Given problem 1: According to the album article, which record label closed before Neal McCoy released 24-7-365?

Studio album by Neal McCoy
- Released: August 22, 2000
- Genre: Country
- Label: Giant
- Producer: Ed Seay; John Hobbs;

Neal McCoy chronology
| The Life of the Party (1999) | 24-7-365 (2000) | That's Life (2005) |

= 24-7-365 (Neal McCoy album) =

24-7-365 is the eighth studio album by American country music artist Neal McCoy. It is also his only album for Giant Records following the closure of his previous label, Atlantic Records. Singles from this album include "Forever Works for Me" (re-titled "Forever Works for Me (Monday, Tuesday, Wednesday, Thursday)" partway through its chart run), "Every Man for Himself", and "Beatin' It In", which all charted on the Hot Country Songs charts in 2000.

Professional ratings
Review scores
| Source | Rating |
| AllMusic |  |
| Country Standard Time | mixed |

==Track listing==
Writers per liner notes.

Data in this exercise:
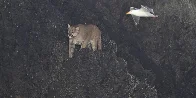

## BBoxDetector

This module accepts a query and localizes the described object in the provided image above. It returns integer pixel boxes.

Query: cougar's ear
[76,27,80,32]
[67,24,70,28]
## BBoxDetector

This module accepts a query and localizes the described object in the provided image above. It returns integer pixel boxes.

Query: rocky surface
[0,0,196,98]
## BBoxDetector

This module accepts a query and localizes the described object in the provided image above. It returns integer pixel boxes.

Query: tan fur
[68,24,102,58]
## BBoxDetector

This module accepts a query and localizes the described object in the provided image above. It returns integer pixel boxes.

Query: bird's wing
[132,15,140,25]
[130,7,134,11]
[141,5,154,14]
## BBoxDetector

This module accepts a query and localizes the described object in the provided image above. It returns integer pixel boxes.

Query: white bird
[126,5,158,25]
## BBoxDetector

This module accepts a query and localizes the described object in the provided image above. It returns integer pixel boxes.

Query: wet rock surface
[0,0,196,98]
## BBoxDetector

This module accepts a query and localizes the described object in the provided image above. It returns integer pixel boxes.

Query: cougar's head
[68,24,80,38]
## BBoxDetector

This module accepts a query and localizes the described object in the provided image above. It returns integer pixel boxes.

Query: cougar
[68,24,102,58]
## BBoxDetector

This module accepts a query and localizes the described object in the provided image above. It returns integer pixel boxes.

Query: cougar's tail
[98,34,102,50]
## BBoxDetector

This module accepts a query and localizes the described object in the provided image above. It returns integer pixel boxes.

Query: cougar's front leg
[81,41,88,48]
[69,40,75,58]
--
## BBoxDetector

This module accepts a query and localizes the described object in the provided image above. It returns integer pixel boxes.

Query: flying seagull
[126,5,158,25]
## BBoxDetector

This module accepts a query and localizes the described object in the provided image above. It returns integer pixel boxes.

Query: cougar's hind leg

Given problem 2: Collect every line of the records that contains the string "surface".

Full response 1: Atlantic Records

Full response 2:
Query: rocky surface
Query: wet rock surface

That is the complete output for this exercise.